:: Brano di esercizio
A rendere questi temi credibili ci pensano due brave interpreti, che hanno la maturità necessaria per i rispettivi ruoli.
Questa serie tv Netflix funziona però anche grazie al suo ritmo, e al fatto che, quando la trama si intreccia e si arricchisce di altri colpi di scena e snodi, tutto risulta comunque comprensibile. La durata di soli cinque episodi contribuisce a rendere Hostage facilmente approcciabile.
Tutto questo ha però un costo che la piattaforma non ci sconta, e che purtroppo finisce per rendere la serie piacevole ma non insuperabile o particolarmente indimenticabile.
In un quadro di verosimiglianza infatti ci sono più di qualche momento in cui tocca mettere da parte il realismo e accontentarsi del fatto che lo sceneggiatore stia forzando le cose per movimentare la storia.
Inoltre la centralità del duo Dalton/Toussaint e la durata generale, fanno sì che alcune linee narrative siano abbozzate e i personaggi secondari risultino poco più che figuranti, come ad esempio il ruolo di Corey Mylchreest (Il mio anno a Oxford) o di Isobel Akuwudike nei panni di una insopportabile figlia della prima ministra.
Tocca quindi prendere Hostage per quello che è: una produzione di intrattenimento, con buoni spunti contemporanei ma con qualche problema di scrittura.
She The People / Miss Governor
Prima stagione / Seconda Parte
Il 14 agosto sempre su Netflix è arrivata anche la seconda parte di She The People, comedy prodotta da Tyler Perry che tutto sommato mi aveva convinto, come vi raccontavo qui. A vincere qui è lo stile leggero e rapido, quasi da sit-com, che ci porta fra le tante difficoltà che deve affrontare Antoinette Dunkerson (Terri J. Vaughn) diventata la prima vicegovernatrice afro discendente del Mississippi, quindi in un ambiente conservatore e a tendenza bianca.
La seconda parte di She The People, che ha improvvisamente (forse a seguito di una causa legale) quanto inutilmente cambiato titolo in Miss Governor, ci riporta in alcune di queste dinamiche tossiche che spesso finiscono per cacciare nei guai la governatrice, il tutto però con l'intento di provocare una risata. Peccato che però questi nuovi episodi rivelino tutte le problematiche di una serie tv che non vuole trovare una sua profondità.
::::
:: Estratti dei dati
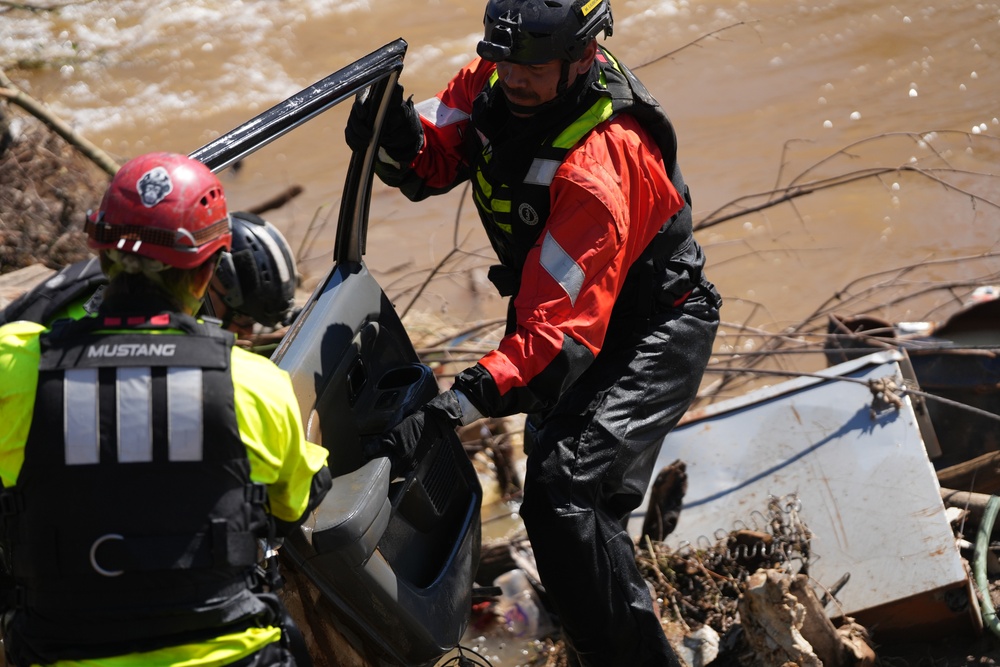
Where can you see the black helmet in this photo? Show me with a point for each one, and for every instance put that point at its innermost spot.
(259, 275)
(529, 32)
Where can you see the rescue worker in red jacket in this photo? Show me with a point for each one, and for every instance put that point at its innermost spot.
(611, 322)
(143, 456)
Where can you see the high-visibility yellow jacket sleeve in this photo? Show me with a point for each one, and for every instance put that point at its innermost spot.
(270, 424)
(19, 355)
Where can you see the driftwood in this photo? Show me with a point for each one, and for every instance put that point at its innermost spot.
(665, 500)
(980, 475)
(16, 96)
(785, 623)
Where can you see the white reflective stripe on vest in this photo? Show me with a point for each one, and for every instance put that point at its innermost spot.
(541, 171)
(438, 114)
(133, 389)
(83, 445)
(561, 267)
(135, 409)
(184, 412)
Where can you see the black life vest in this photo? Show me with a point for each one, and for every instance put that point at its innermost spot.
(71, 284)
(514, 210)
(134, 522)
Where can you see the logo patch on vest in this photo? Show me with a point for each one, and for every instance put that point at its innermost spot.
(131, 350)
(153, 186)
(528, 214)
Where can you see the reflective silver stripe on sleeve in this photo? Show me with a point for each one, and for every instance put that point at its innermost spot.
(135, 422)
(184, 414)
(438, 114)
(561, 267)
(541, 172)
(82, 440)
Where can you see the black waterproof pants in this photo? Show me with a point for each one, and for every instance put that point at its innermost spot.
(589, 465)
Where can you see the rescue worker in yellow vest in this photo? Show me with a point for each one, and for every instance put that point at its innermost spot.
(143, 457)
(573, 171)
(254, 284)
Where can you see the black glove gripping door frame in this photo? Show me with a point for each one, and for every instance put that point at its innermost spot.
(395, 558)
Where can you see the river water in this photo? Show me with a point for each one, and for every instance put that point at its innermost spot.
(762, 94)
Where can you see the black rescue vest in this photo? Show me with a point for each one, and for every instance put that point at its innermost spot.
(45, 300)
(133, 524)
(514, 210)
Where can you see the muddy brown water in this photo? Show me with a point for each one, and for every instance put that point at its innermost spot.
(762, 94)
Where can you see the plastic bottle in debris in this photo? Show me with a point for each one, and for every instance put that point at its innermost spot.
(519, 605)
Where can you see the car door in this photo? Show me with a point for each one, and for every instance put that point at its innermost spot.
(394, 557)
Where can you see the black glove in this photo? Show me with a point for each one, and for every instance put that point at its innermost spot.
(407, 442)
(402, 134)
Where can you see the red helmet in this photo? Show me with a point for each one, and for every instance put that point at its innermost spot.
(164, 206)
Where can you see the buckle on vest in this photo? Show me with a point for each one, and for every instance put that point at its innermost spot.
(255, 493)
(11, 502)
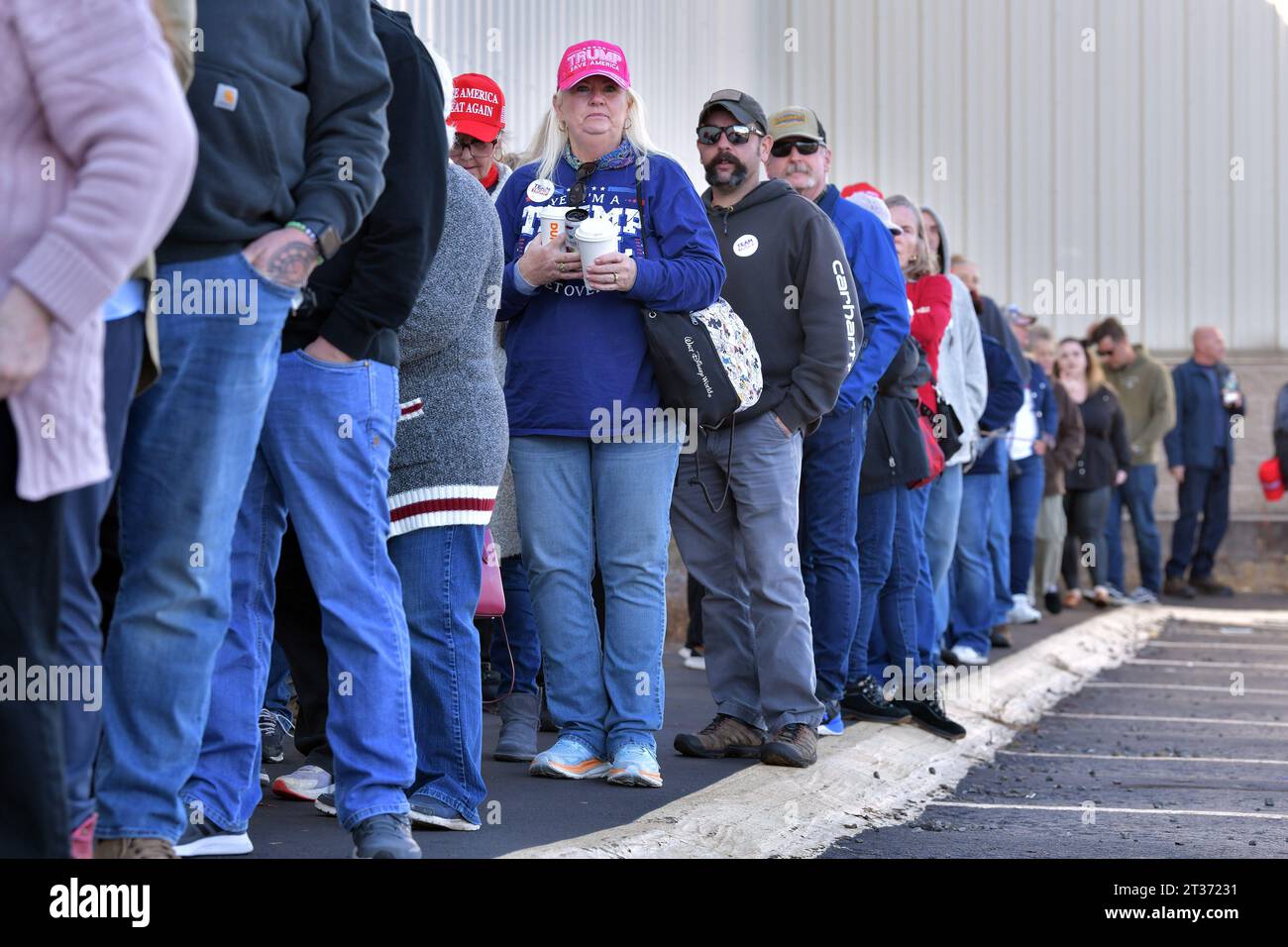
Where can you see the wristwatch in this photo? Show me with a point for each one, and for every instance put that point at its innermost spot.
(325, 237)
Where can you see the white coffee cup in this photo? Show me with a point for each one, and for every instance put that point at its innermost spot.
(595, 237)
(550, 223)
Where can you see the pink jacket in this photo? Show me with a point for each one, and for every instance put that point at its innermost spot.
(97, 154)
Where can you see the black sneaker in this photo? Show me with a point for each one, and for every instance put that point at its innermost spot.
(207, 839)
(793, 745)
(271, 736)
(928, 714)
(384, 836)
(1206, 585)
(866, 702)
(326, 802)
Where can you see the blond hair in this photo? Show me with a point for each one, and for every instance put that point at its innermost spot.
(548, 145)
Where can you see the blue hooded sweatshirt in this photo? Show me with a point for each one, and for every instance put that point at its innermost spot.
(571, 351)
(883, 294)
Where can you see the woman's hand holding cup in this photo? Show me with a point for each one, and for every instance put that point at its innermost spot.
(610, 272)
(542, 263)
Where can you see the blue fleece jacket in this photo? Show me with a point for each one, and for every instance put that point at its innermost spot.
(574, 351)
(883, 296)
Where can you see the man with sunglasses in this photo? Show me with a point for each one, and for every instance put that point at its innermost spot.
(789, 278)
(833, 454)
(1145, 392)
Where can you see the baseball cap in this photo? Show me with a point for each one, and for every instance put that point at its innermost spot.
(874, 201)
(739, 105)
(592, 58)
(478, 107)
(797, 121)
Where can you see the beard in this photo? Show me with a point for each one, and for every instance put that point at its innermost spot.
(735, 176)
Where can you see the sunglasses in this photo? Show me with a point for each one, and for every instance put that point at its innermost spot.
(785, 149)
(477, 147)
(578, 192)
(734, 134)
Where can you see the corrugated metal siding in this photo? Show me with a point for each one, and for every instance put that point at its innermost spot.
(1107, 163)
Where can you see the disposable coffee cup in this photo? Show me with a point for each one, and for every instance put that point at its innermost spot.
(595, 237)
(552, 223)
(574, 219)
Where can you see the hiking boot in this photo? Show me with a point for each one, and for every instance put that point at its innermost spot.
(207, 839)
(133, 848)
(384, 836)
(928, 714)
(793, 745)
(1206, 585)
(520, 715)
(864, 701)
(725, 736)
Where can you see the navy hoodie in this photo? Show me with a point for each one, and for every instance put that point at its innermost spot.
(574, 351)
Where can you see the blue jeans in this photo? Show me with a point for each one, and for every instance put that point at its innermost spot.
::::
*Dettagli del compito*.
Trascrivi senza modifiche la parte della recensione delle serie Netflix che si apre con le parole contenenti "Questa serie tv" e si chiude con "Hostage facilmente approcciabile.". Le righe non servono per svolgere il lavoro.

*Risultato*.
Questa serie tv Netflix funziona però anche grazie al suo ritmo, e al fatto che, quando la trama si intreccia e si arricchisce di altri colpi di scena e snodi, tutto risulta comunque comprensibile. La durata di soli cinque episodi contribuisce a rendere Hostage facilmente approcciabile.